--- Extrait du texte ---

Il y a quelques jours, nous étions avec des étudiants, autour du thème de la prière. Nous parlions de l’humilité comme condition première pour prier. Or, l’humilité vient de humus qui veut dire -terre- et que l’on retrouve aussi dans le terme humour. L’humour étant cette autodérision qui permet de se voir en vérité et d’en sourire.

Ces étudiants m’ont expliqué que dans leurs relations humaines entre eux ils ne pratiquaient pas l’humour mais plutôt l’ironie. “Cette ironie qu’on use pour montrer que l’on maîtrise les codes culturels et que l’on peut s’en moquer”… Ce n’est pas tout, ils m’ont aussi expliqué que la post-ironie désigne le stade où l’ironie se déploie de manière si complexe qu’elle dépasse le sarcasme pour parfois être dans la sincérité. Par conséquent cela permet d’affirmer l’appartenance à un groupe.

D’où ma question pour ce soir en rapport avec l’Évangile : de quoi nos paroles sont-elles porteuses ? Nos paroles sont-elles porteuses de vérité ?

Avec l’intention d’établir un dialogue ? une rencontre ? Voire une visitation ? Ou bien nos paroles sont-elles porteuses comme celles des pharisiens de mensonges voire d’une certaine ironie pour tendre un piège et piéger comme une proie son interlocuteur. C’est ce que nous voyons ce soir autour de cet évangile. Les pharisiens veulent tendre un piège à Jésus par une parole, nous dit une traduction littérale.

Quelle est donc la véritable intention des pharisiens ? Qu’est-ce que leurs paroles révèlent de leur être profond ?

Vous avez remarqué que ces interlocuteurs commencent par flatter Jésus. Les premières paroles de ces disciples sont des paroles de séduction, flatteuse pour amadouer Jésus, elles contiennent une forme d’ironie : Tu ne te laisses pas influencer par personne. Car ce n’est pas selon l’apparence que tu considères les gens. Or, la traduction littérale nous dit, tu ne crains personne. Tu n’imites personne. Car tu ne portes pas de masque.

Jésus ne porte pas de masque. Et ses adversaires le savent et ils veulent l’attraper. Car Jésus n’est pas comme eux, Jésus ne va pas leur répondre sur le même terrain et ils le savent. Et pourtant, ils essayent.

Ces premières phrases nous indiquent et nous révèlent nos fausses questions ou interrogations, nos questions qui ne sont pas ajustées, nos questions ironiques qui veulent parfois faire tomber l’autre ou l’exclure. Pourquoi faisons-nous cela ?

Que se passe-t-il au plus profond de nous-mêmes quand, comme ces pharisiens, nous voulons piéger l’autre ? De qui ou de quoi sommes-nous complices ? Sommes-nous à la bonne place ? ajustée et en vérité ? Non.

--- Matériel présenté ---
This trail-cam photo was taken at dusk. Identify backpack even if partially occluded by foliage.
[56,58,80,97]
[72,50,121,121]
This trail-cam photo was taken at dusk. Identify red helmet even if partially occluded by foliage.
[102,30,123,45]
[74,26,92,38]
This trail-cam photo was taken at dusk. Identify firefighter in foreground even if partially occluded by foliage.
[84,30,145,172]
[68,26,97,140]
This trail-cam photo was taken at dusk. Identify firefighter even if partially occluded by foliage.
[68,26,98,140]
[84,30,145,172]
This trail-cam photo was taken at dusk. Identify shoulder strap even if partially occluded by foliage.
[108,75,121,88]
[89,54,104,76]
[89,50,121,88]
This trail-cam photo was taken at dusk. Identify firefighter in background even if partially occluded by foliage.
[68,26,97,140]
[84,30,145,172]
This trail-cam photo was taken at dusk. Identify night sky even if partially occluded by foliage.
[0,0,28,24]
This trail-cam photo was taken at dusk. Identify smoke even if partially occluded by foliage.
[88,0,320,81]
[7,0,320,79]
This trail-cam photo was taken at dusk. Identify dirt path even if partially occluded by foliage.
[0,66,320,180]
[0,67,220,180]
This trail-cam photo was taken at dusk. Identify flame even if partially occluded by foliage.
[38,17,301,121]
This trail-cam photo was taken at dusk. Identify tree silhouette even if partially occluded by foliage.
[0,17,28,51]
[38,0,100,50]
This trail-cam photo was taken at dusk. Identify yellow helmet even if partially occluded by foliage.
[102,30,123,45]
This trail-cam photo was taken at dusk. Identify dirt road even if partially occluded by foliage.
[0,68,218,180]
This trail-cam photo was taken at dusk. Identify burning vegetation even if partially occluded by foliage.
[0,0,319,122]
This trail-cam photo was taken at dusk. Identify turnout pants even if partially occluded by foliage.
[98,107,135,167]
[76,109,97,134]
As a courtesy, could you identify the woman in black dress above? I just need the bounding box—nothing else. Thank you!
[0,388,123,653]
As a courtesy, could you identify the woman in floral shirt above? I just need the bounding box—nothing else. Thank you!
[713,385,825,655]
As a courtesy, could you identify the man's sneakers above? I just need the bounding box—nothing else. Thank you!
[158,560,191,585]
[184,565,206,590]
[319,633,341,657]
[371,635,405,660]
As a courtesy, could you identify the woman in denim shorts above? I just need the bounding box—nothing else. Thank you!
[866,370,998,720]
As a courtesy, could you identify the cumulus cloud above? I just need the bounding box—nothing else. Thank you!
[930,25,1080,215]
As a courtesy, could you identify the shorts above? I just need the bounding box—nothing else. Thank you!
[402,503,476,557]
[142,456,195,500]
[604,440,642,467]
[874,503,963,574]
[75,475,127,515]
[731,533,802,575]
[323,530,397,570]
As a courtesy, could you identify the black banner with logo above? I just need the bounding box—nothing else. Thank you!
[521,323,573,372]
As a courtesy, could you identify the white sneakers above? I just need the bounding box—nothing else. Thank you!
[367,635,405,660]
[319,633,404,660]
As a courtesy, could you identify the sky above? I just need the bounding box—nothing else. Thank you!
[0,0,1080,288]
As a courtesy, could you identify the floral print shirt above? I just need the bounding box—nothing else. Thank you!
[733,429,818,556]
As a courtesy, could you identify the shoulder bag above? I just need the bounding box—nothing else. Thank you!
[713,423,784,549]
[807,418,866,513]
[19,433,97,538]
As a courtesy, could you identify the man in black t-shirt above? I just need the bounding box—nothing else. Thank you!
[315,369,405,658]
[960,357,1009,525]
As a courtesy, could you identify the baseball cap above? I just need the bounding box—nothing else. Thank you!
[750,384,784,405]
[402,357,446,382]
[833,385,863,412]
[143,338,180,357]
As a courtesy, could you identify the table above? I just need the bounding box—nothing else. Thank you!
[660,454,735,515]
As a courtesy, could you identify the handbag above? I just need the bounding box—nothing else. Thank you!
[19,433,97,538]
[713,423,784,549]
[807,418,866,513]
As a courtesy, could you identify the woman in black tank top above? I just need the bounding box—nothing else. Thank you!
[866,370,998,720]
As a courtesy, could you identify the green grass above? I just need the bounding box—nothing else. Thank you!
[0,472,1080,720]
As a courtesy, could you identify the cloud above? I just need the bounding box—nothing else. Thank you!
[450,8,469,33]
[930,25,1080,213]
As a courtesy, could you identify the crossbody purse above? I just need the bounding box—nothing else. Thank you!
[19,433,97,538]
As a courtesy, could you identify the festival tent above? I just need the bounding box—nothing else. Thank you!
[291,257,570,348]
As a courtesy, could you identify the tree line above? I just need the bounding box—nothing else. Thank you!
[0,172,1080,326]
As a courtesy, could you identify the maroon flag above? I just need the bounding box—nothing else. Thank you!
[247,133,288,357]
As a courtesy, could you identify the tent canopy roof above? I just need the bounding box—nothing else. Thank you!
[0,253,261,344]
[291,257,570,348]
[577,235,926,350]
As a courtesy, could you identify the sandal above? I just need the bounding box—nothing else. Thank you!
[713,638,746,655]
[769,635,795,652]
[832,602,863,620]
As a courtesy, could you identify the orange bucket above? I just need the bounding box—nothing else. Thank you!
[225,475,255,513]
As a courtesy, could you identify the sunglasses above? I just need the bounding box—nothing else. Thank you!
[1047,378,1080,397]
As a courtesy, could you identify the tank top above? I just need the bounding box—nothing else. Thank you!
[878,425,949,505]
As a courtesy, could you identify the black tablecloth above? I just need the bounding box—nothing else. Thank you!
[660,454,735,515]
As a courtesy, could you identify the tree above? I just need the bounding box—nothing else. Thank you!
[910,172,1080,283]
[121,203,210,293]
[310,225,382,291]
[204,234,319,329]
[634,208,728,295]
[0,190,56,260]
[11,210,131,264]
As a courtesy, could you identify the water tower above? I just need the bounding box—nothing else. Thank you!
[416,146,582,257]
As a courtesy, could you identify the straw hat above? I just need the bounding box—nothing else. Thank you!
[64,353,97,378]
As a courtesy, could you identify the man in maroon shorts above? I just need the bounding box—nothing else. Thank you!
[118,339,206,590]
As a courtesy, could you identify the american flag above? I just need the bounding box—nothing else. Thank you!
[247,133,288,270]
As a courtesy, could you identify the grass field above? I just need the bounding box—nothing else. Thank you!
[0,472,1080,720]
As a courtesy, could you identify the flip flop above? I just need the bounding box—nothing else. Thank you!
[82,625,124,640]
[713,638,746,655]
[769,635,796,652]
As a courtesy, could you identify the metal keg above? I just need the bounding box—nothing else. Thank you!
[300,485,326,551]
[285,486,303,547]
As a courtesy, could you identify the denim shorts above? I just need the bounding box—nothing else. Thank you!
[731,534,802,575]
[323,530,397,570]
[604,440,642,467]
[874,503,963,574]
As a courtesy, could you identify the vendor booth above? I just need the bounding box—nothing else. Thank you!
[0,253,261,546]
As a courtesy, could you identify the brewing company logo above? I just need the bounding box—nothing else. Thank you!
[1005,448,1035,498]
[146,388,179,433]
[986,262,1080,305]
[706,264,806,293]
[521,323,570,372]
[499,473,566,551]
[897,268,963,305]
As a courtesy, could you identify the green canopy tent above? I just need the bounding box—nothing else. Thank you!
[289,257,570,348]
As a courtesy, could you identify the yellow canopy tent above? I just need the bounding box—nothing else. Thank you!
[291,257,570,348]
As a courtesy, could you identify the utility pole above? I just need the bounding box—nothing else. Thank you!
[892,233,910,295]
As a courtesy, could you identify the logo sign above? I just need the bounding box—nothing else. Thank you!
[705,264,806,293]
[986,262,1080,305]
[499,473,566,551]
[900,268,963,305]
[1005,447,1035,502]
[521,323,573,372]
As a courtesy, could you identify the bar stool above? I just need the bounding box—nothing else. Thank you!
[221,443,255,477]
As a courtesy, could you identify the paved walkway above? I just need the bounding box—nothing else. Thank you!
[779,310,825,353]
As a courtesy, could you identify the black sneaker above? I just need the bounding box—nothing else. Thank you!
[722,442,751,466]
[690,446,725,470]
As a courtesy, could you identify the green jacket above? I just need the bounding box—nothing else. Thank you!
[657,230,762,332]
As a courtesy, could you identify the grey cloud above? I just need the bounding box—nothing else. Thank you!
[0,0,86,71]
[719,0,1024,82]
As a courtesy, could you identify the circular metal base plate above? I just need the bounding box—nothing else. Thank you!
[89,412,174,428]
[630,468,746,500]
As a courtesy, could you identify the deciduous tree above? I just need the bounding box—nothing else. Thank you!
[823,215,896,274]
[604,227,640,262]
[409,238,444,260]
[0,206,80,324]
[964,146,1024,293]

--- Consigne 1 ---
Répondez à ces questions sur le texte consacré à l'humilité et à l'ironie :
(a) De quel mot vient « humilité », et que veut dire ce mot ?
(b) D'après les étudiants, à quoi sert l'ironie qu'ils pratiquent entre eux ?
(c) Selon une traduction littérale, comment les pharisiens veulent-ils tendre un piège à Jésus ?
--- Consigne 2 ---
Poursuivez le texte consacré à l'humilité et à l'ironie en reprenant juste après sa dernière phrase.

--- Réponse 1 ---
(a) Il vient de « humus », qui veut dire « terre ».
(b) Elle sert à montrer que l'on maîtrise les codes culturels et que l'on peut s'en moquer.
(c) Ils veulent lui tendre un piège par une parole.

--- Réponse 2 ---
L’évangile continue avec la réponse de Jésus, droite, fulgurante, et sans détour : Hypocrites, littéralement preneurs d’apparence, car nous dit l’évangile, Jésus avait pénétré leur malice ou leur perversité. Jésus indique où il se trouve tout de suite : Il est dans la Vérité de son être, Il est Vérité, et par effet de miroir, il renvoie aux disciples des pharisiens leurs distorsions, et surtout leurs gouts pour le mal, et leur façon d’en retirer du plaisir : c’est cela la perversité.

Jamais Jésus ne se laisse prendre aux fausses questions : Bon maître, que dois-je faire pour hériter la vie éternelle ? Jésus lui répondit : Pourquoi m’appelles-tu bon ? Il n’y a de bon que Dieu seul. (Lc 18, 18,19)

À chaque fois, que Jésus se retrouve devant ces questions « diaboliques » qui divisent, Il n’y répond JAMAIS. Il interroge et pose une autre question, afin que la véritable intention de l’adversaire se dévoile et qu’il puisse être embarquer ou remis sur une autre piste, plus profonde et qui renvoie à une véritable interrogation.

Ici dans cet évangile, il n’est pas question d’impôt rendu à César ou pas ; il est question des idoles. Ou pour le dire autrement : qui servez-vous ? César ou Dieu ? Qui voulez-vous attraper ou piéger pour votre propre intérêt ?

À chaque fois, Jésus remet la personne dans la parole vraie, droite et ajustée. Il n’est jamais dans la malice, la tromperie, l’ironie ou la séduction. Il les dénonce, les révèle et les met en évidence, à la lumière. Il n’a aucun goût, ni complicité avec le mal et ne le recherche jamais.

De quoi ou de qui les paroles et les interrogations de Jésus sont-elles porteuses ? Quand Jésus enseigne aux foules, à ses disciples, à ses ami(e)s, sa Parole réchauffe, nourrit, encourage, pacifie, porte vers les autres pour les consoler, les servir, et les accompagner. Jésus ne fait rien de lui-même, Il montre le visage sans masque de son Père, et transmets le Souffle-Esprit, l’Avocat, le Défenseur, l’Esprit Saint qui est toujours AVEC nous, et jamais contre.

Nous vivons ce soir la messe, l’eucharistie, qui veut dire « rendre grâce ». Que toutes ces paroles que nous allons chanter, dire ou murmurer soient le reflet de qui nous voulons être en Dieu, par Jésus dans l’Esprit.

Sr. Catherine Aubin, O.P.

 

PRIÈRE

Seigneur Dieu,
tu veux que tous les hommes soient sauvés
et parviennent à la connaissance de la vérité;
regarde l’étendue des champs à moissonner,
envoie, nous t’en prions, des ouvriers
pour annoncer l’Évangile à toute créature :
ainsi, ton peuple, rassemblé par la parole de vie
et soutenu par la force des sacrements,
progressera sur le chemin du salut et de la charité.
Par Jésus Christ, ton Fils, notre Seigneur,
qui vit et règne avec toi
dans l’unité du Saint-Esprit,
Dieu, pour les siècles des siècles.

∞ Amen.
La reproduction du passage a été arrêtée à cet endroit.